**What the exercise asks**
Swap "pink-toned top" for "pink top" in the lines from the line with "[trace] pink-toned top -> outlines" to the line with "61L74 54L68 54L67", and give those lines again with everything else unchanged.

### Records for this task ###

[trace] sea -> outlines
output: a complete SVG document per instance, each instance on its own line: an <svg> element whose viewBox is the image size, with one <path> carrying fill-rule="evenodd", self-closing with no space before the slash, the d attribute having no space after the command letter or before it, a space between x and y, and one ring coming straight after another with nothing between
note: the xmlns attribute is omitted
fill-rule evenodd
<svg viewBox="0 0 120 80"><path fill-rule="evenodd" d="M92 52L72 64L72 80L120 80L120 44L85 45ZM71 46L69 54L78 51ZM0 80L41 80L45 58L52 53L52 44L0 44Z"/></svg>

###
### Records for this task ###

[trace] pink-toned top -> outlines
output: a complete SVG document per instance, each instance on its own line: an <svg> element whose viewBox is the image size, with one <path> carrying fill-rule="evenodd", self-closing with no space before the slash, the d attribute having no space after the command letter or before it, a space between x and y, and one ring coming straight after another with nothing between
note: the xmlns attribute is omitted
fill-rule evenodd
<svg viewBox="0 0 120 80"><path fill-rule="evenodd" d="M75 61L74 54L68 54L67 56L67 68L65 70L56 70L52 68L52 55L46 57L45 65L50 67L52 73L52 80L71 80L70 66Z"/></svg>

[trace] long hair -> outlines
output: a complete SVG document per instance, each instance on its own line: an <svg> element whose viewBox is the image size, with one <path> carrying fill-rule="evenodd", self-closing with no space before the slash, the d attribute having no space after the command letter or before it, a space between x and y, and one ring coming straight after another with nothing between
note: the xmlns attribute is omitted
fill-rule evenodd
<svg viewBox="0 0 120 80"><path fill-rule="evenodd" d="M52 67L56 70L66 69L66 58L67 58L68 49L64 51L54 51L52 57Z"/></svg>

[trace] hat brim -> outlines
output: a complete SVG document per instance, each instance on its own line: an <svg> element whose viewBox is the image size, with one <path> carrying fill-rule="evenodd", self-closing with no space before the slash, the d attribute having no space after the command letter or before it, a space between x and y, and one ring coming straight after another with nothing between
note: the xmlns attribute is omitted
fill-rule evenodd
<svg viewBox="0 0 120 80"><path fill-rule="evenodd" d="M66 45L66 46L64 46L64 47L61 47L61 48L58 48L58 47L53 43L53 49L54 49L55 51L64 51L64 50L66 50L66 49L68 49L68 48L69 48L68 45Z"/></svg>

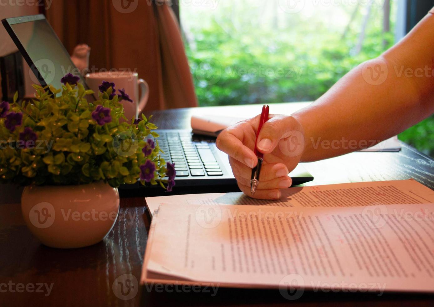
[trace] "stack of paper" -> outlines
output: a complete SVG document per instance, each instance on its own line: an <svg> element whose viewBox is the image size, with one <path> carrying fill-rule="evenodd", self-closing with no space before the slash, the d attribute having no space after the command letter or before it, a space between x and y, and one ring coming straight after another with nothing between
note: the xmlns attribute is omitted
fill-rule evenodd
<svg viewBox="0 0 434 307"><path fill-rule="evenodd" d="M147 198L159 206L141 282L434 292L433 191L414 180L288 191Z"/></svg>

###
### Records for this task ###

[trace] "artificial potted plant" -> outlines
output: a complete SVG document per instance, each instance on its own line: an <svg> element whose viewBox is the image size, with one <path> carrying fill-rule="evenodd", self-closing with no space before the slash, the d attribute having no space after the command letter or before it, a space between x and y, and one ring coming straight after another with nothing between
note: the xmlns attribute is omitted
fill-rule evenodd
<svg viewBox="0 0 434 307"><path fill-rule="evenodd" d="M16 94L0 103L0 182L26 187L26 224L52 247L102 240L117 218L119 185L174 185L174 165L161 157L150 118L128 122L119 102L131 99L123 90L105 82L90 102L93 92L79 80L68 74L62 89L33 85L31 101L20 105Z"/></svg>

###

**Response to this exercise**
[trace] pink top -> outlines
output: a complete SVG document per instance, each instance on its own line: an <svg> element whose viewBox is the image size, with one <path> carrying fill-rule="evenodd", self-closing with no space before the slash, the d attribute having no space after the command letter or before it, a space between x and y, and one ring coming straight after another with nothing between
note: the xmlns attribute is omitted
fill-rule evenodd
<svg viewBox="0 0 120 80"><path fill-rule="evenodd" d="M75 61L74 54L68 54L67 56L67 68L65 70L56 70L52 68L52 55L46 57L45 65L50 67L52 73L52 80L71 80L70 66Z"/></svg>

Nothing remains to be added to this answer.